### TEKSTFRAGMENT
# # # # # # #

Parodontitis bij de hond
Onderzoek heeft aangetoond dat 80% van de honden ouder dan drie jaar in meer of mindere mate last heeft van parodontitis. Dit is een aandoening van de steunweefsels van de tanden en kiezen. De steunweefsels zijn het bot, het parodontale ligament (dat zijn heel veel kleine vezeltjes tussen de wortel en het kaakbot) en het slijmvlies van de mond. Soms gebeurt dit bij alle elementen tegelijk, maar vaak is het op de ene plaats in het gebit erger dan op de andere plaats.
Het gebit
Een gebitselement (tand of kies) bestaat uit een kroon en een wortel. Op de overgang van de kroon naar de wortel hecht het mondslijmvlies (de gingiva) aan. De wortel van het element is verankerd in het bot van de kaak met behulp van het parodontale ligament. Dit ligament bestaat uit een groot aantal relatief elastische vezels, die gezamenlijk het element goed vast kunnen houden.
Figuur 1. Normale tand
Het ontstaan van parodontitis
Parodontitis begint met tandplak, een laagje van bacteriën en afvalproducten. Net als mensen krijgen honden tandplak op hun tanden als het gebit niet gepoetst wordt. Het tandplak zit meestal tegen het tandvlees aan en de bacteriën in de plak veroorzaken daar een ontsteking. Het ontstoken tandvlees wordt rood en bloedt gemakkelijk bij aanraken. Het huisdier zal een vieze geur uit de bek hebben. Vaak wordt de tandplak gemineraliseerd en krijg je een bruine aanslag op de tand: dit noemen we tandsteen. Tandsteen ontstaat dus
altijd uit tandplak. Als de ontsteking van het slijmvlies niet wordt gestopt zal het zich terugtrekken en hierdoor komt meer van de wortel van de tand of kies zichtbaar. In een later stadium wordt ook het bot aangetast, waardoor het slijmvlies zich nog verder terug trekt. Het ligament dat de tand op zijn plaats houdt wordt hierdoor ook steeds kleiner. In een eindstadium kan het gebitselement daarom los gaan zitten. Dit hele proces van ontsteking tot aan het uitvallen van een element is zeer gevoelig voor een hond.

# # # # # # #

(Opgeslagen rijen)
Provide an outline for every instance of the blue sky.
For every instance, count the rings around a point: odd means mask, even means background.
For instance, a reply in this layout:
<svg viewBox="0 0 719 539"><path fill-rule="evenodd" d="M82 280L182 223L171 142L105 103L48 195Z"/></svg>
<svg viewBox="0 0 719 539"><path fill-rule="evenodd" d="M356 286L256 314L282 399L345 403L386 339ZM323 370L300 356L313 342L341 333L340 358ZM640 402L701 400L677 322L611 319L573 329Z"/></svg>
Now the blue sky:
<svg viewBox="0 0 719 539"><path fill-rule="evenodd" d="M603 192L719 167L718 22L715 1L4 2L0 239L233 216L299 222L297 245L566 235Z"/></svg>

# # # # # # #

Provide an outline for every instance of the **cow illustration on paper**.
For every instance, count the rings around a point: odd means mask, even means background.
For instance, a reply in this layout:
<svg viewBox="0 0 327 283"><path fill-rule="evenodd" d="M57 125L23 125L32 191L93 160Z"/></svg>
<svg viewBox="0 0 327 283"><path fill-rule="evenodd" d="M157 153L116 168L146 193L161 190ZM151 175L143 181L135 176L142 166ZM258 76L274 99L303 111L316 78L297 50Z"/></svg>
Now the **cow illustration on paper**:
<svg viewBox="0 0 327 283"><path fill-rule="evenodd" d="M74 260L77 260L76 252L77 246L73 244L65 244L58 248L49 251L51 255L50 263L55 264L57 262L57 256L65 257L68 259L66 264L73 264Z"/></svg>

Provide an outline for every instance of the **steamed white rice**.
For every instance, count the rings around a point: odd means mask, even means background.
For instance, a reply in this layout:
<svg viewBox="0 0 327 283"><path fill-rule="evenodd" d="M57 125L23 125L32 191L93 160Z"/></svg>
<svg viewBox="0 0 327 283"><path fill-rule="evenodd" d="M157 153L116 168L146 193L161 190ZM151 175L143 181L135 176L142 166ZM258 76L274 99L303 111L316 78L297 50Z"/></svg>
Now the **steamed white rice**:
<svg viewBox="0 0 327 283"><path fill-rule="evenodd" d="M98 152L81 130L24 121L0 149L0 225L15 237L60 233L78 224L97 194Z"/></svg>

# # # # # # #

### OPDRACHT
Beantwoord de volgende vragen over de tekst over parodontitis bij de hond.
(a) Welk percentage van de honden ouder dan drie jaar heeft in meer of mindere mate last van parodontitis?
(b) Uit welke twee delen bestaat een gebitselement?
(c) Waarmee begint parodontitis?

### UITWERKING
(a) 80%.
(b) Uit een kroon en een wortel.
(c) Met tandplak, een laagje van bacteriën en afvalproducten.